DIRECTIONS
Repeat each line exactly as it is written.

EXTRACTED DATA
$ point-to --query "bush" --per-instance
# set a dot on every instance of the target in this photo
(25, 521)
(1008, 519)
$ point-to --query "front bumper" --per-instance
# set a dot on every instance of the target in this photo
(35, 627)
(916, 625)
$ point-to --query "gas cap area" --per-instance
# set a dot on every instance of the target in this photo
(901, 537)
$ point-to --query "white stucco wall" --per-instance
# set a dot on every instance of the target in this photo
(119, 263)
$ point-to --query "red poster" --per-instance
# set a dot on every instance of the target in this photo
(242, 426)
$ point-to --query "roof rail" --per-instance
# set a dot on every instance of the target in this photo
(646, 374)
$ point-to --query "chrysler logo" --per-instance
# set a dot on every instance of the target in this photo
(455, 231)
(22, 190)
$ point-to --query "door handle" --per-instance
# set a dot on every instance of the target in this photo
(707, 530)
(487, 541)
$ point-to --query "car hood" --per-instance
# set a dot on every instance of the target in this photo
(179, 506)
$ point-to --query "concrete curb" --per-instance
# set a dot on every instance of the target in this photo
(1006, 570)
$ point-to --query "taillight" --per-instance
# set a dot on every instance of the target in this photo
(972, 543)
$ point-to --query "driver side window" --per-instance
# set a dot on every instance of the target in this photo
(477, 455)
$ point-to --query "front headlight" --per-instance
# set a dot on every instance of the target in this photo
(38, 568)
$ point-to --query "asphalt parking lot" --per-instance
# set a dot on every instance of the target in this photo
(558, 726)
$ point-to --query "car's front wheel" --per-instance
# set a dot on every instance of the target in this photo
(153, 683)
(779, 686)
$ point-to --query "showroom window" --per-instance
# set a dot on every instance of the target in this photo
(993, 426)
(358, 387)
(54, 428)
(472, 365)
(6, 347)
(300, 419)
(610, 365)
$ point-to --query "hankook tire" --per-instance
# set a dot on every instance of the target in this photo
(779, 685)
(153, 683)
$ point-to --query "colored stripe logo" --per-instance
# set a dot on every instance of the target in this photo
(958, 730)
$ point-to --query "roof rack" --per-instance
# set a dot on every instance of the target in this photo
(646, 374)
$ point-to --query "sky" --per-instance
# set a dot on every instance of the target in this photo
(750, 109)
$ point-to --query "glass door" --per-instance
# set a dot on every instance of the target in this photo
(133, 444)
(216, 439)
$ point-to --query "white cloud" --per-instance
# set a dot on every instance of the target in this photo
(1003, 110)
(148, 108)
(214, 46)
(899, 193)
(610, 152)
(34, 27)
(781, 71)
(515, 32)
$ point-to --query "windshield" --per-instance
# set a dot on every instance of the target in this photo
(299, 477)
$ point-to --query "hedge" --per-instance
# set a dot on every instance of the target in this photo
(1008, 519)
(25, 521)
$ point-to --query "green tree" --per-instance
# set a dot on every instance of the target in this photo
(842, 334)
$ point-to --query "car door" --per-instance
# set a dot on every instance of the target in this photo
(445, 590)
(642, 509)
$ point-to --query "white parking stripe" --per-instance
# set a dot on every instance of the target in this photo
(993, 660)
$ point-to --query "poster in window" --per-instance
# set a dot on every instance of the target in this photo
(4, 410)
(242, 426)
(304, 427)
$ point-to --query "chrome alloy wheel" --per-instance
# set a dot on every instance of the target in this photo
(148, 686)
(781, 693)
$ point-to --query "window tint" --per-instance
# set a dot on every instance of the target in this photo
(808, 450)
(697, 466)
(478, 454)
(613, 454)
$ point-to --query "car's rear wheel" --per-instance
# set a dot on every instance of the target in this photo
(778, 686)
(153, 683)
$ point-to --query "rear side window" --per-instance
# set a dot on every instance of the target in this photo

CORRECT ANSWER
$ point-to --query "bush" --per-instance
# set a dot on every instance of the target in this photo
(25, 521)
(1008, 519)
$ point-to --query "front bumper" --per-instance
# set a dot on every instance of the target in this photo
(35, 627)
(916, 625)
$ point-to --query "gas cap area" --per-instance
# set a dot on every instance of the target in this photo
(901, 537)
$ point-to --query "white stucco wall" --per-instance
# set a dot on every instance of the target in this photo
(119, 263)
$ point-to --query "red poster" --per-instance
# set a dot on every instance of the target in this photo
(242, 426)
$ point-to --query "roof rail" --per-instance
# set a dot on every instance of the target in this photo
(646, 374)
$ point-to --query "chrysler logo" --per-instance
# set a dot on every instance of the target in this photo
(455, 231)
(22, 190)
$ point-to --query "door handle" --per-instance
# set a dot on every instance of the target in this photo
(707, 530)
(487, 541)
$ point-to --query "car hood" --per-instance
# set a dot on every instance of the target in this photo
(179, 506)
$ point-to --query "concrete curb" --per-instance
# set a dot on every instance of the target in this photo
(1006, 570)
$ point-to --query "taillight" --per-instance
# set a dot on every instance of the target in this photo
(972, 543)
$ point-to --query "driver side window" --per-instance
# set a dot on every instance of the target in this photo
(477, 455)
$ point-to --query "front headlight" --per-instance
# set a dot on every instance of the target in this photo
(38, 568)
$ point-to --query "asphalt parking lot" --per-instance
# set a dot on every instance of the target in this photo
(558, 726)
$ point-to --query "car's front wheel" --per-instance
# set a dot on every instance of the target in this photo
(153, 683)
(779, 686)
$ point-to --query "showroom window" --per-instance
# set a dot on every instance of the target in this photo
(993, 426)
(358, 387)
(54, 428)
(472, 365)
(6, 347)
(300, 419)
(610, 365)
$ point-to --query "hankook tire" --per-instance
# set a dot on every instance of the target in this photo
(779, 685)
(153, 683)
$ point-to --query "colored stripe logo" --per-instance
# set a dot on every instance of the target in this photo
(958, 730)
$ point-to --query "roof rack" --per-instance
# set a dot on every instance of the target in this photo
(646, 374)
$ point-to --query "sky" --per-instance
# set a dot on every instance of the target in this photo
(750, 109)
$ point-to --query "glass door" --per-instance
# set a dot on every instance of the target in this photo
(133, 444)
(216, 439)
$ point-to --query "white cloud" --per-instance
# set a dot on every instance of the target in this photo
(1003, 110)
(148, 108)
(214, 46)
(899, 193)
(610, 152)
(34, 27)
(781, 71)
(515, 32)
$ point-to --query "windshield" --per-instance
# set a dot on every instance of the target in this photo
(299, 477)
$ point-to --query "hedge" --per-instance
# set a dot on every instance of the target in this photo
(1008, 519)
(25, 521)
$ point-to --query "green tree" --per-instance
# set a dot on every instance of the target in this photo
(842, 334)
$ point-to --query "car door" --per-instance
# set a dot on every instance of the target in this photo
(445, 590)
(642, 509)
$ point-to --query "white parking stripe" --per-instance
# set a dot on every instance of the target in this photo
(993, 660)
$ point-to --query "poster in window" --per-instance
# set a dot on every instance of the target in this photo
(4, 410)
(242, 426)
(304, 427)
$ point-to --query "chrome alloy wheel" --per-instance
# set a dot on every instance of the target in this photo
(148, 686)
(781, 693)
$ point-to --query "window tint" --per-instance
# set a dot on every instance of the target in this photo
(808, 450)
(697, 466)
(478, 454)
(613, 454)
$ point-to --query "car's rear wheel" --per-instance
# set a dot on every instance of the target in this photo
(778, 686)
(153, 683)
$ point-to --query "rear side window" --per-instance
# set a dot on every instance of the target in this photo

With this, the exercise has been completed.